■ **Prompt**
Write out all of the data exactly as it appears.

---- Records to process

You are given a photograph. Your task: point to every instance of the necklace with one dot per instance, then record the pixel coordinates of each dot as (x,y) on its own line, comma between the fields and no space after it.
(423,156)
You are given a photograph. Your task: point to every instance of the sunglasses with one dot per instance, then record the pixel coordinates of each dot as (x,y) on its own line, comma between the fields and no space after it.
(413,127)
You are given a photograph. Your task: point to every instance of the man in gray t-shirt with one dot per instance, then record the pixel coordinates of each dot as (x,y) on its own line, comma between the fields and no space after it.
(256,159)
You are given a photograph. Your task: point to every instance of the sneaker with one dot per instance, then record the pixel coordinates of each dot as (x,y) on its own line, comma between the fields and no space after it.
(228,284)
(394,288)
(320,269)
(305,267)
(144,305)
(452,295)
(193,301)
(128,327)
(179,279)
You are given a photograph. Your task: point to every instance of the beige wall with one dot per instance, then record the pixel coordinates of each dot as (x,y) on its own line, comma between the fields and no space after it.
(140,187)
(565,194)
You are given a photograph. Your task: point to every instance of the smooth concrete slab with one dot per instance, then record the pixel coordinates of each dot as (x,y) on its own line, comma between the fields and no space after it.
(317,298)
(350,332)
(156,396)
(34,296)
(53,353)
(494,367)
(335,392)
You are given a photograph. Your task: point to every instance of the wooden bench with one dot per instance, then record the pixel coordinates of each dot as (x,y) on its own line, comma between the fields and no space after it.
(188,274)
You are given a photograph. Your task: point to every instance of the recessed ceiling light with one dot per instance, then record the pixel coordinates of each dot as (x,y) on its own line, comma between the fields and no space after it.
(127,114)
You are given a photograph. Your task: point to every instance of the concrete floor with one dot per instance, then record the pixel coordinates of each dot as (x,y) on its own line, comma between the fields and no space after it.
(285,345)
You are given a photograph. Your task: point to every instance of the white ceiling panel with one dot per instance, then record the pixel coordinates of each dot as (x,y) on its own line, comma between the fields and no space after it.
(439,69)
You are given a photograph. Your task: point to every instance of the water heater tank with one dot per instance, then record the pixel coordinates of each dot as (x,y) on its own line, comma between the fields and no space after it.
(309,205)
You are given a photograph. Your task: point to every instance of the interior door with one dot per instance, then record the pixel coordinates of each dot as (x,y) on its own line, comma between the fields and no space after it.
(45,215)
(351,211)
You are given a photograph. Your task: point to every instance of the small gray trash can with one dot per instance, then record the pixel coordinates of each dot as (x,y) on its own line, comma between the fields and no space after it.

--------

■ **Right answer**
You are given a photograph. Your task: point to every instance of the necklace with one dot per instance, then record the pixel coordinates of each dot as (x,y) on its own line, comma between the fields and no space after it.
(423,156)
You are given a photograph. Your task: point to every instance of the sunglasses with one dot per instance, then record the pixel coordinates of each dot as (x,y) on its own line, comma between the fields and no space after it.
(413,127)
You are given a photograph. Your task: point to every instance of the man in gray t-shirt with one dot per instance, then record the pixel coordinates of each dot as (x,y) on its own line, comma between the fields and no space after it.
(256,159)
You are given a photograph. Your task: point to every instance of the sneaker with one dot per instance, then record the pixel coordinates of each dot as (x,y) on its own line, comma between the fields and no space after it.
(228,284)
(394,288)
(320,269)
(305,267)
(144,305)
(452,295)
(193,301)
(128,327)
(179,279)
You are given a photograph. Your task: point to every instance of the beige wall with one dot per instance, then record the pixel coordinates of each dot as (x,y) on its own line, comma between the fields and no space after it.
(140,187)
(565,194)
You are given a photograph. Your task: point to every instance of the smooth concrete slab with one dot per instance, then record the pixel coordinates of each dot as (x,y) on its own line, comma between the fields and no space after it.
(317,298)
(350,332)
(156,396)
(34,296)
(53,353)
(494,367)
(335,392)
You are given a photograph. Your task: point to every instance of the wooden bench with one dot per instance, then record the pixel coordinates of each dot as (x,y) on its own line, comma between the fields and no space after it.
(188,274)
You are given a photograph. Your task: point to every instance of the recessed ceiling light with one dot per instance, then record the pixel coordinates of each dot as (x,y) on its own line, comma between the fields and no space after it.
(127,114)
You are given a photograph. Your task: point to every instance of the concrete floor with one dot per instance, then record the pixel coordinates of each dot as (x,y) on its own line, comma between the fields and no space after it.
(285,345)
You are given a photograph. Your task: point to every instance of the white ceiling panel with one dot per instance, then record the pixel coordinates of each dot as (x,y) on its own line, comma between the fields and no space after it.
(439,69)
You are given a photograph. Your task: point to every instance of the water heater tank with one dot per instance, then record the pixel coordinates of each dot as (x,y) on its own line, comma between the fields and no space after it.
(309,205)
You are given a photograph. Your task: point to every instance of the interior door with one dot per instance, then record the pixel coordinates of each dot as (x,y) on its own line, comma between the fields and no space after it.
(45,215)
(351,211)
You are given a photograph. Your task: point to every instance of the small gray trash can with one dot per instance, then record the pixel coordinates of each dot as (x,y) on its own line, comma between the fields and no space after it.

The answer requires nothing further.